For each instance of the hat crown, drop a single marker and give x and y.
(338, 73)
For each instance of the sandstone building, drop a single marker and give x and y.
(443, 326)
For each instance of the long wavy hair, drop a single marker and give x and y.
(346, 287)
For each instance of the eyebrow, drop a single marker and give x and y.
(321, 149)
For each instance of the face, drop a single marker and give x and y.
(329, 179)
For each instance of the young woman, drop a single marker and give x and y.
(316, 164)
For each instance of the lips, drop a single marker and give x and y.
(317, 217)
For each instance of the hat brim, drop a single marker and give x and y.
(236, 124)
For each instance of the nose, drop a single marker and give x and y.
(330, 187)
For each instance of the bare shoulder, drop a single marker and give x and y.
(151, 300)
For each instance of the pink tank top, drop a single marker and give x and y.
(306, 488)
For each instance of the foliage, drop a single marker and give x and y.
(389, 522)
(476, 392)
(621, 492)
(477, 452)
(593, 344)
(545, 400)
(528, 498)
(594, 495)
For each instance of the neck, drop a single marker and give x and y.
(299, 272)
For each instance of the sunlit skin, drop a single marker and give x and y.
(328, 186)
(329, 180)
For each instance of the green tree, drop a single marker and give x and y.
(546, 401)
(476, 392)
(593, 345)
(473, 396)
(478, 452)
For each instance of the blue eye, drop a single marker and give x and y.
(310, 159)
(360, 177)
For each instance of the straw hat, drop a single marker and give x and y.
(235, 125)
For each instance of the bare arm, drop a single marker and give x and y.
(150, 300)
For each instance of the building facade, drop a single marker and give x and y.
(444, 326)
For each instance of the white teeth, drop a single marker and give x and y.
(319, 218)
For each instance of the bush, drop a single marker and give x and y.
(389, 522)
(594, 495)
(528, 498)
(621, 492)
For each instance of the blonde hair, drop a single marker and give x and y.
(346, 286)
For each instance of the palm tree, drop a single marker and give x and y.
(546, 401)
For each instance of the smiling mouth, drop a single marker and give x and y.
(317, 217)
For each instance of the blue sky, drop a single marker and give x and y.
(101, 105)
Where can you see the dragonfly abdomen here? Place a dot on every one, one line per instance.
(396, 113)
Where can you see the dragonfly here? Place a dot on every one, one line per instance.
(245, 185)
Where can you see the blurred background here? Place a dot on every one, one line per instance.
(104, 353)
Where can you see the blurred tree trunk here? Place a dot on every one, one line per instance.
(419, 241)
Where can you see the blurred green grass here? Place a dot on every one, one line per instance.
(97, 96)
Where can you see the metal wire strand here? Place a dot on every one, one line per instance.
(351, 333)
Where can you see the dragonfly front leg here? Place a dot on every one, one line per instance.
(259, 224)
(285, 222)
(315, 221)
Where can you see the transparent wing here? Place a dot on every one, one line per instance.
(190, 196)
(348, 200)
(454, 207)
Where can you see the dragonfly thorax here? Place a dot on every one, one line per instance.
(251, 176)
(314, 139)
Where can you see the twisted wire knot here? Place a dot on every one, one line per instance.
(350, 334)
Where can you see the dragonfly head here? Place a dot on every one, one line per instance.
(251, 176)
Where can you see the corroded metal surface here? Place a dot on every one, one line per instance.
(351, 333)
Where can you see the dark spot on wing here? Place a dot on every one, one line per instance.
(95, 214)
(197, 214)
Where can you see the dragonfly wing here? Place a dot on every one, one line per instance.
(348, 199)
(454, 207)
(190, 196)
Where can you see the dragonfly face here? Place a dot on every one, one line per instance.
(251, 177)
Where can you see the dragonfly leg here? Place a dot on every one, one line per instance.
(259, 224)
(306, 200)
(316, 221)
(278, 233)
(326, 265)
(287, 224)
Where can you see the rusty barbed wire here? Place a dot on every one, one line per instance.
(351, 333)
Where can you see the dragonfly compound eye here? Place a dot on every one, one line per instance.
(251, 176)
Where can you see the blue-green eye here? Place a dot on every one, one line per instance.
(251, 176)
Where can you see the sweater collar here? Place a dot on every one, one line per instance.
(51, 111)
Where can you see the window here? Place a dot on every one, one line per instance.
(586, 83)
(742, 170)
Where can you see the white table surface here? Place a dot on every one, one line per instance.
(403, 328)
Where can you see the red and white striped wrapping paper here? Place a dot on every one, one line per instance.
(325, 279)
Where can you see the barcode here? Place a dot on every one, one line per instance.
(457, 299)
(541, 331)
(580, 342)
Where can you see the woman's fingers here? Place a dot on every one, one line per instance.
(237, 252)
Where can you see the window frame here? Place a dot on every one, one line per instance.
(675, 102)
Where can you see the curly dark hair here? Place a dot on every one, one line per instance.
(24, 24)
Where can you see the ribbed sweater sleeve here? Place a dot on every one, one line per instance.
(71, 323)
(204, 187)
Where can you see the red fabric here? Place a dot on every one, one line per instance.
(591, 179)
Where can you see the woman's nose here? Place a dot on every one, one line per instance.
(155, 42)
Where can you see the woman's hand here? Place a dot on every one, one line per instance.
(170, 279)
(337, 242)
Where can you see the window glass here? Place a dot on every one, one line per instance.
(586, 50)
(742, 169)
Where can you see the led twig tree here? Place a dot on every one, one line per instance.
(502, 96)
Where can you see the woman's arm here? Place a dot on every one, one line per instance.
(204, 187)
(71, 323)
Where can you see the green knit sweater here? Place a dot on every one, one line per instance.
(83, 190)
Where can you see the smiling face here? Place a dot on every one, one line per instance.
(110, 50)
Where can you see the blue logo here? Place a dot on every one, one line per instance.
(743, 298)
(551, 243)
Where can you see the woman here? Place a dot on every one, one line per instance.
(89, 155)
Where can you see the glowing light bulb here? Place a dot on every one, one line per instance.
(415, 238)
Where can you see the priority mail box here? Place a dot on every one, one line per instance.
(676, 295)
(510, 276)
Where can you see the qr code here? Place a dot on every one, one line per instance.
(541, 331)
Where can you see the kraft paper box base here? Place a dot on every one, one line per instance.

___

§ **The problem**:
Nothing but the lines from the one with "Where can you see the window frame" through the end of the data above should be reproduced, each exactly, both ends included.

§ **Response**:
Where can you see the window frame here? Place a dot on every one, one line per instance.
(675, 102)
Where can you see the curly dark hair here? Place a dot on every one, one line per instance.
(24, 24)
Where can you see the ribbed sweater sleeve here? Place a dot on every one, one line per instance.
(71, 323)
(204, 187)
Where can you see the red fabric here? Place a dot on every one, one line per instance.
(591, 179)
Where can you see the woman's nose here? Place a dot on every one, one line per instance.
(155, 42)
Where can you see the woman's hand here? Place a dot on every one, one line per instance.
(170, 279)
(337, 242)
Where can you see the window glass here? Place a dot on every one, one line per instance.
(586, 50)
(742, 169)
Where can you see the led twig tree here? Place a dot on every one, one line per instance.
(502, 96)
Where can you see the woman's arm here? Place a dot on every one, one line per instance.
(204, 187)
(71, 323)
Where can you see the green knit sweater here? Place a dot on every one, one line per instance.
(83, 190)
Where can you see the smiling face here? Place a dot on every one, one line per instance.
(110, 50)
Where can you see the blue logo here? Place a dot on every one, one line per instance.
(743, 298)
(551, 243)
Where can you see the woman here? Place a dot on every one, one line per instance.
(89, 155)
Where can you see the glowing light bulb here? Place a dot on every one, one line per instance.
(415, 238)
Where can you see the priority mail box here? Place a dot on every one, one line per instance.
(676, 295)
(510, 276)
Where can you see the qr code here? Place a dot on every one, one line per instance.
(541, 331)
Where can you see the kraft paper box base here? Place a dot on every one, one line per instance.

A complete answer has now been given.